*** Opening of Data provided ***

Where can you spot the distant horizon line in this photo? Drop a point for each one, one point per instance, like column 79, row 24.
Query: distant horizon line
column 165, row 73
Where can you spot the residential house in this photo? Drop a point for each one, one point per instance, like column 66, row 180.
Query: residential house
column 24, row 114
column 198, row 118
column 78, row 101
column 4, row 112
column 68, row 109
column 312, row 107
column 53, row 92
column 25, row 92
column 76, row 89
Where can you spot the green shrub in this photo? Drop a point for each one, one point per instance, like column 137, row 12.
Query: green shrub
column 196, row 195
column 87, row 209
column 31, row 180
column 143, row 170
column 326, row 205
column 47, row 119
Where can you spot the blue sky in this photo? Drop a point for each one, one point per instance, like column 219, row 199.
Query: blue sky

*** Close of Data provided ***

_Aim of the task_
Where does "Drop" appear in the listing? Show every line that has it.

_Response to the exercise_
Where can you spot the distant horizon line in this photo? Drop a point for each one, one point per instance, like column 79, row 24.
Where can you spot the residential house in this photo? Drop a point for each one, one point per instance, like column 66, row 180.
Where can you spot the green shrub in this photo? Drop a point for each one, one point per instance, like column 137, row 12.
Where can you spot the blue sky in this photo? Drop a point for each one, one point per instance, like column 219, row 199.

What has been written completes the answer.